_DATASET EXCERPTS:_
────────

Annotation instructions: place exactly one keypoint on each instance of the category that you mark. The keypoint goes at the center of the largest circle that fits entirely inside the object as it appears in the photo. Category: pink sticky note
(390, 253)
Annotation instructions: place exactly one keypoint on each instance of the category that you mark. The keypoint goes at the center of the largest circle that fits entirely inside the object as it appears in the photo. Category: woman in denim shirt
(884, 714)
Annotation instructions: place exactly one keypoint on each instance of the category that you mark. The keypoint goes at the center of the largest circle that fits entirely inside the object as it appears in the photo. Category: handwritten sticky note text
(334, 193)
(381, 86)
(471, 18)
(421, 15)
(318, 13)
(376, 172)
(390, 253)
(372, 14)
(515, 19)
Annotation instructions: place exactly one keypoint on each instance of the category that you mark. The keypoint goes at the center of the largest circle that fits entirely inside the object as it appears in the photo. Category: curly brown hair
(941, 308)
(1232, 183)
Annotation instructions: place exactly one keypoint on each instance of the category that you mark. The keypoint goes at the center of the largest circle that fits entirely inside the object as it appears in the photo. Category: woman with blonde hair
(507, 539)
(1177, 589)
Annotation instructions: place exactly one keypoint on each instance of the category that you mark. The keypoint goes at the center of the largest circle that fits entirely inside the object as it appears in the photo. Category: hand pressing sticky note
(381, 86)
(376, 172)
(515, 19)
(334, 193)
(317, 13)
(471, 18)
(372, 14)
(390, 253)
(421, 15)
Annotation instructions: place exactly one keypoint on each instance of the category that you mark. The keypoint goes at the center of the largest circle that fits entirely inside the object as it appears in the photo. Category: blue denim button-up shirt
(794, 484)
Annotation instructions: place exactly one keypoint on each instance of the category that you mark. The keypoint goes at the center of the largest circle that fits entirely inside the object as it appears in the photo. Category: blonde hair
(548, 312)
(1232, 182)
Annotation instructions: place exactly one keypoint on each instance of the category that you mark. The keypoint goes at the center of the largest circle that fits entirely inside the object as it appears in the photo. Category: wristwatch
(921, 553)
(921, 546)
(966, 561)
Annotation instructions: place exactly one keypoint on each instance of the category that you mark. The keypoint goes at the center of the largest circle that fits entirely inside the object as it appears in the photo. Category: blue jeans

────────

_STATED TASK:_ Copy every line of the material, starting at the line that contains "photo. Category: wristwatch" and stopping after its final line. Shift each keypoint coordinate by -27 and leave everything else unchanged.

_EXERCISE RESULT:_
Annotation instructions: place exactly one keypoint on each instance of the category that you mark. The keypoint goes at the center of the largest circle that fits entirely inside the object as it appears in the photo. Category: wristwatch
(894, 526)
(894, 519)
(939, 534)
Annotation instructions: place exactly one keypoint on each instance of the category that you mark. The keypoint goes at the center of the largest circle that fits entirely inside the object as it appears in the photo. Category: blue jeans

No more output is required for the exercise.